* [Stated goal] Produce an exact copy of the lines from the line that contains "Note: for every instance of the horse's tail" to the end of the listing below.

* [Rows]
= = = =

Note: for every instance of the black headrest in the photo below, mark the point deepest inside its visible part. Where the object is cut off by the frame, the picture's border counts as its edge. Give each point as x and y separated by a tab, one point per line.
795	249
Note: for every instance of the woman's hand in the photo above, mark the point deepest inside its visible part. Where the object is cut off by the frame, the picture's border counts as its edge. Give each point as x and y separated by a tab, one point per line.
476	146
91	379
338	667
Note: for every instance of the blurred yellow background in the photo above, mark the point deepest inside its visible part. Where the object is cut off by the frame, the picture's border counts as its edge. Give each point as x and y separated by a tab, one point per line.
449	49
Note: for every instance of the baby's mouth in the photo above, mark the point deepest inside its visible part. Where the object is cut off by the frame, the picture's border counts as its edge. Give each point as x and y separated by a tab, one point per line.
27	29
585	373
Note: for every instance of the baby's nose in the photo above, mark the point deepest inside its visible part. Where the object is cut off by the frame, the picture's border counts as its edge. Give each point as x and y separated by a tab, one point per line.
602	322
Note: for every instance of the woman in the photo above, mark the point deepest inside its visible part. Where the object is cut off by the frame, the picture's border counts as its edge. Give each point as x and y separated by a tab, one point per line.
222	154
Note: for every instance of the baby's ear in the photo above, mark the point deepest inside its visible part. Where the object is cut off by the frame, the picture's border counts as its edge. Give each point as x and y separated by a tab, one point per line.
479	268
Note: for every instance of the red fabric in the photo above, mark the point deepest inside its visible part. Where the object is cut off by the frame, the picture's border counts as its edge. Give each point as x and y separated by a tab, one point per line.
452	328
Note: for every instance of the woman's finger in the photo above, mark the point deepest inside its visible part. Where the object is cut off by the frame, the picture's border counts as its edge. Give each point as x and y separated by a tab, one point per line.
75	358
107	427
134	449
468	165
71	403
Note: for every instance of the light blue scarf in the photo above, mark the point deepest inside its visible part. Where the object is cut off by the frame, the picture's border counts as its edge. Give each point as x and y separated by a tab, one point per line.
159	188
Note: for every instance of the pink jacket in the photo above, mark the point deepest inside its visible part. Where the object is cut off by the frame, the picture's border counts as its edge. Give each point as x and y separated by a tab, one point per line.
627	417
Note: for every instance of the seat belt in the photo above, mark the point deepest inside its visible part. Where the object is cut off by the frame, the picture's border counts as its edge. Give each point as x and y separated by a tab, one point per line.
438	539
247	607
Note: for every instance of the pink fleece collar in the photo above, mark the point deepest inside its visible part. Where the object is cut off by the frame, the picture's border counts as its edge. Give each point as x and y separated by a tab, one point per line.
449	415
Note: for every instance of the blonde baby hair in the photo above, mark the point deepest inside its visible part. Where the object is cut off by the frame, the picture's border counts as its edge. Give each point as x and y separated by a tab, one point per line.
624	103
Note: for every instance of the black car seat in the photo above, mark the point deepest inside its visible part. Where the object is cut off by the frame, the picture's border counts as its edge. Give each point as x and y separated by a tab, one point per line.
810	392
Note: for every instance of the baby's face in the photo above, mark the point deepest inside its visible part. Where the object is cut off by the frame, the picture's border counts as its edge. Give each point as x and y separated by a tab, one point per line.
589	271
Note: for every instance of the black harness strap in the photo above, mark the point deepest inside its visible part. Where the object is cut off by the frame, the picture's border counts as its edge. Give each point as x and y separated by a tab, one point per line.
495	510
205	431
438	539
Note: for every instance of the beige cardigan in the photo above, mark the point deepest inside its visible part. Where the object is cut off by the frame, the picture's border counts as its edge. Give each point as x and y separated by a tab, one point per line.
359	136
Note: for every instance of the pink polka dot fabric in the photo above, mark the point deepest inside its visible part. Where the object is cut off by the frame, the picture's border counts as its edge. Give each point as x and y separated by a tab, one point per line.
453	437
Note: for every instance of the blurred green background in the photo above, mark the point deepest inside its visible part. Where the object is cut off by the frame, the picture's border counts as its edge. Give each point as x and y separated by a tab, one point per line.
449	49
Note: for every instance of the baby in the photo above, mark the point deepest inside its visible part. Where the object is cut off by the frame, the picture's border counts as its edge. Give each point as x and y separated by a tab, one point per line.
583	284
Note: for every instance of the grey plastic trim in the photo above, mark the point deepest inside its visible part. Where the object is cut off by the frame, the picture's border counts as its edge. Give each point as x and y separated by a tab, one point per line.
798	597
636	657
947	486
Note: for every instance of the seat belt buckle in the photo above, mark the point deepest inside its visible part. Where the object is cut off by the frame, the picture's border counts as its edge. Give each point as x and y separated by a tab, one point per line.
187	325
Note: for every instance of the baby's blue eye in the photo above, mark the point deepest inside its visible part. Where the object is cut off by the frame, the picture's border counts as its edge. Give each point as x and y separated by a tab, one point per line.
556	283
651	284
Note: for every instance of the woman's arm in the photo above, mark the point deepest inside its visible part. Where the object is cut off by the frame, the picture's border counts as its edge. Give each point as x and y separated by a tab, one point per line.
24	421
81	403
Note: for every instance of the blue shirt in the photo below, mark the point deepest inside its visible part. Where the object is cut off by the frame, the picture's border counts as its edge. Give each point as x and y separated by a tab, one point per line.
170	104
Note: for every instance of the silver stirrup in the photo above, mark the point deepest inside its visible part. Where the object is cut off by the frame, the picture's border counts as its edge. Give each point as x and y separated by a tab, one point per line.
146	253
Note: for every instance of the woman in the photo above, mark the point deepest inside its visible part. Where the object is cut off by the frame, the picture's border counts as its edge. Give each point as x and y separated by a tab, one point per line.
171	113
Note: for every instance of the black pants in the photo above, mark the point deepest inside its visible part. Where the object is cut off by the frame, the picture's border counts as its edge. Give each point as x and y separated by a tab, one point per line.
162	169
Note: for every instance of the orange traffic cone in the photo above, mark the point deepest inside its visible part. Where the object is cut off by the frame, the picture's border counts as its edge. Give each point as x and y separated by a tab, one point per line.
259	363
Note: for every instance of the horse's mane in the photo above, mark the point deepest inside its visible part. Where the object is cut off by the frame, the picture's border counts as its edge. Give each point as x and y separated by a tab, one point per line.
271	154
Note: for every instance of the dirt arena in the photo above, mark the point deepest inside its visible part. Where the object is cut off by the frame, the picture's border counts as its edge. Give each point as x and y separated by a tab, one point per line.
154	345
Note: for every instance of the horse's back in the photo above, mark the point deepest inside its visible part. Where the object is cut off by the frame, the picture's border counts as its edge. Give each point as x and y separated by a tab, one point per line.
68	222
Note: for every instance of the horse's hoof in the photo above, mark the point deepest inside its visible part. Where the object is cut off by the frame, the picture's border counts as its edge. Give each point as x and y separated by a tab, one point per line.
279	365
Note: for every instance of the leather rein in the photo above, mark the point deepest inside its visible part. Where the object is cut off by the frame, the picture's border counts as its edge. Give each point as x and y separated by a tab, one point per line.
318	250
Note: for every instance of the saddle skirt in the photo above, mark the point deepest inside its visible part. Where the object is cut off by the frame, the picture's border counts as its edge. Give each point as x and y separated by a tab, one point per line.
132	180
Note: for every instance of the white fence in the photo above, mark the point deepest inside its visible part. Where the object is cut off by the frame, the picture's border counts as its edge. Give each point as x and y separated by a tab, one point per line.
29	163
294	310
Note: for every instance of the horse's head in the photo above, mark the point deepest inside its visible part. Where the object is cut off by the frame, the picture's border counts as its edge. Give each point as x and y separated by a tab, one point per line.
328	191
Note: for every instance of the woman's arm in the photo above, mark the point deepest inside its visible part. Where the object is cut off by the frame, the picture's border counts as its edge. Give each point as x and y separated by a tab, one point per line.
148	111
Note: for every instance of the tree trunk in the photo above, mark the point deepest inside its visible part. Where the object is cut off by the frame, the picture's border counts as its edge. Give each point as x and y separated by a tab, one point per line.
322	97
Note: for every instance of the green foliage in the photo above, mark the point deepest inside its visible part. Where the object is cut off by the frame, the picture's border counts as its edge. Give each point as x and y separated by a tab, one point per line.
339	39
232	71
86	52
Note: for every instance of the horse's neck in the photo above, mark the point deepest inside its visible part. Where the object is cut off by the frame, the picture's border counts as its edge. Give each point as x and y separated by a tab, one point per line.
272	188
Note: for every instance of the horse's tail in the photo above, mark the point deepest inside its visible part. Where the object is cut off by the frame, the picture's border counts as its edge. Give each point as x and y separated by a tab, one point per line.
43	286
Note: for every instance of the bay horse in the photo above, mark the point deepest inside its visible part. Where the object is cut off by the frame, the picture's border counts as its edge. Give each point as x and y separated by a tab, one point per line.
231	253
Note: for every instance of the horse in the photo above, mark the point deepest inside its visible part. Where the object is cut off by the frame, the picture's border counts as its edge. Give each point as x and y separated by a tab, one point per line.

= = = =

* [Solution]
Note: for every instance of the horse's tail in the photo above, mark the point deepest inside its visible part. Where the object is cut off by the frame, the picture's border counts as its edge. Give each point as x and y separated by a tab, one point per line.
43	286
Note: for every instance of the bay horse in the photo above, mark the point deepest inside its visible part. Where the object is cut off by the frame, the picture's border counts as its edge. Give each point as x and y separated by a tab, one point per line.
231	253
Note: for every instance of the horse in the photo above, mark the point deepest inside its visible part. Where the object is cut off by the frame, the picture's border counts as its edge. Give each point as x and y separated by a tab, one point per line.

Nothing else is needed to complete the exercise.